▸ Task objective
Rewrite the part of the listing that opens with its first line and closes with the line containing "[297,0,498,56]", putting "Label" wherever "Query" appears and changing nothing else.

::: Raw records :::

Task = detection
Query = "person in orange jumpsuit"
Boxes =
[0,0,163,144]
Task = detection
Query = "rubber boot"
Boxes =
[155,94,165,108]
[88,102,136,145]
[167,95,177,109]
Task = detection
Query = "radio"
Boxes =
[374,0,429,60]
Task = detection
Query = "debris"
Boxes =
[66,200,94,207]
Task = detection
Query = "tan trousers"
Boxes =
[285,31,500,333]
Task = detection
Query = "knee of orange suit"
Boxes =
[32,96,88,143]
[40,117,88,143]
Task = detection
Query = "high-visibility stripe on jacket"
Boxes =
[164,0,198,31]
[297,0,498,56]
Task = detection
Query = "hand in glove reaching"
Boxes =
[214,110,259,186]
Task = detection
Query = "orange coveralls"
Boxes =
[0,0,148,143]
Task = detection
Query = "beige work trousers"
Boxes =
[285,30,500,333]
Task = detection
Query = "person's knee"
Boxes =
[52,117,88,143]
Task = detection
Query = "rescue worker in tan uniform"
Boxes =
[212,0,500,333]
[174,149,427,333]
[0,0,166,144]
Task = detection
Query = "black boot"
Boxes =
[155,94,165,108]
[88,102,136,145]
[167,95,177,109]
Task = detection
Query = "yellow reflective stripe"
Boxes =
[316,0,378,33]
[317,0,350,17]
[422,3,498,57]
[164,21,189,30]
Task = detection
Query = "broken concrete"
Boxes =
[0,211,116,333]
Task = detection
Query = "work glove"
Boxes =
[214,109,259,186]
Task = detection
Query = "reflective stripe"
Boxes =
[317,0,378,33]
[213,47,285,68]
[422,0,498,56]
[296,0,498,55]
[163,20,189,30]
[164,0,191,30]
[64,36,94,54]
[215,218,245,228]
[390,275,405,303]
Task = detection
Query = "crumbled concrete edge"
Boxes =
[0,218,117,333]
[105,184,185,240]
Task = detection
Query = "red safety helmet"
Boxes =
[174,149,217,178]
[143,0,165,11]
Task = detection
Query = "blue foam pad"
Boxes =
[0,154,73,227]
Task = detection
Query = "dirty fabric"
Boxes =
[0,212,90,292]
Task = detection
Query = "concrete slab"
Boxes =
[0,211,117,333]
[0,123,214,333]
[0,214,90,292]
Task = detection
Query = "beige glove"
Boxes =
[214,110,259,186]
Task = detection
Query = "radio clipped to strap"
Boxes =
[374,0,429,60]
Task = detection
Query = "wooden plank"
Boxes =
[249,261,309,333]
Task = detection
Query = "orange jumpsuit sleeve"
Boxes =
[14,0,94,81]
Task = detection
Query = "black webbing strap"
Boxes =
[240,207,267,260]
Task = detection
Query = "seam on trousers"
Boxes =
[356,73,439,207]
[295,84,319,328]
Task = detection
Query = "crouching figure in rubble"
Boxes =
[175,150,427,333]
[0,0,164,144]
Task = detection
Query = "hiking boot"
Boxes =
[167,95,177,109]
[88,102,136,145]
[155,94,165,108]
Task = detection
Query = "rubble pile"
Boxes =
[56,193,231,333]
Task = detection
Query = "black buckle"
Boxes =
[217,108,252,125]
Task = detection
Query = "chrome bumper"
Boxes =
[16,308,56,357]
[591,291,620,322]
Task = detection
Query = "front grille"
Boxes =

:::

▸ Full output
Task = detection
Label = "person in orange jumpsuit"
Boxes =
[0,0,163,144]
Task = detection
Label = "rubber boot"
Boxes =
[155,94,165,108]
[88,102,136,145]
[167,95,177,109]
Task = detection
Label = "radio"
Boxes =
[374,0,429,60]
Task = detection
Label = "debris"
Boxes =
[66,200,94,207]
Task = detection
Label = "tan trousers"
Boxes =
[285,31,500,333]
Task = detection
Label = "knee of orange suit"
Boxes =
[32,96,88,143]
[40,117,88,143]
Task = detection
Label = "high-visibility stripe on jacket"
Boxes =
[164,0,198,31]
[297,0,498,56]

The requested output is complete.